**Text passage:**
□ □ □

This seems too racy to propose for Beta, but it seems to be a serious issue in the Server use case (imagine your server sometimes boots up without bringing up network), which warrants at least a FinalBlocker discussion.
Discussed at today's blocker review meeting [1]. This bug was rejected as Final Blocker - this is a provisional rejection: as we haven't seen any other reports of this it seems like it might be a very unusual case (perhaps related to both the hardware and the router?) and so not worthy of blocker status, it can be re-proposed if further research suggests it's more common than we thought [1] http://meetbot.fedoraproject.org/fedora-blocker-review/2015-04-20/
I can also confirm this on my T540p laptop. It does not occur on an installed system that I can identify, though it's possible it's related to an earlier blocker on the same hardware: BZ #1199098
After reading through bug 1199098 it's worth mentioning that in our office we also have IPv6 connectivity. But it's only local IPv6 (not routed to the Internet) and other computers don't have any issues, we only see it with T540p.
(In reply to Kamil Páral from comment #14) > After reading through bug 1199098 it's worth mentioning that in our office > we also have IPv6 connectivity. But it's only local IPv6 (not routed to the > Internet) and other computers don't have any issues, we only see it with > T540p. Kamil, that's the exact same situation that I was in when I hit 1199098. The fact that it's not actually routed externally is irrelevant. From the perspective of the affected machine, it has IPv6 connectivity. I should note that the "fix" for 1199098 wasn't a complete one; it was reducing the likelihood of hitting it by breaking the connection loop. It was hoped that would make it easier to spot the bug, but it apparently loosened up the affected race enough that I haven't hit it again.
Looking at the logs, three things draw my attention: (In reply to Kamil Páral from comment #4) > Created attachment 1014693 [details] > netinst - syslog 1) There could be a race in NetworkManager marking "startup complete" too early and do not activate 'Wired connection 1' when enp0s25 becomes ready. 11:08:55,029 INFO NetworkManager: <info> (enp0s25): device state change: unavailable -> disconnected (reason 'carrier-changed') [20 30 40] 11:08:55,030 INFO NetworkManager: <info> startup complete Would it be possible to run NetworkManager with debug logs? 2) There's a jump in the clock that may cause problems to dhclient: 11:09:02,973 INFO kernel:[ 32.984366] Btrfs loaded 12:05:23,584 WARNING chronyd: Forward time jump detected! (see bug 1183807) (In reply to Kamil Páral from comment #8) > Created attachment 1014697 [details] > installed system - journal 3) he DHCP transaction is started in this log Apr 15 13:40:26 localhost.localdomain NetworkManager[735]: <info> Activation (eth0) Beginning DHCPv4 transaction (timeout in 45 seconds) ... Apr 15 13:40:34 localhost.localdomain dhclient[1068]: DHCPREQUEST on eth0 to 255.255.255.255 port 67 (xid=0xe972a31e) but the log ends prematurely, so we can't see if the transaction could succeed.

□ □ □

**Supplied information:**
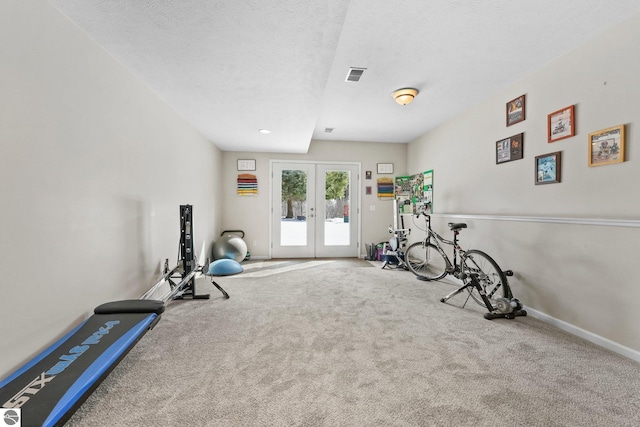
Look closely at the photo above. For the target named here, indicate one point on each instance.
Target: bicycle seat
(455, 226)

□ □ □

**Exercises to complete:**
1. Retype the bug thread word for word, starting at "This seems too" and ending at "a FinalBlocker discussion.".
2. In the bug thread, why was the bug rejected as a Final Blocker at the review meeting?

**Completed exercise:**
1.
This seems too racy to propose for Beta, but it seems to be a serious issue in the Server use case (imagine your server sometimes boots up without bringing up network), which warrants at least a FinalBlocker discussion.

2. No other reports of the bug had been seen, so it seemed to be a very unusual case, perhaps related to both the hardware and the router, and not worthy of blocker status. The rejection was provisional, and the bug could be re-proposed if further research suggested it was more common.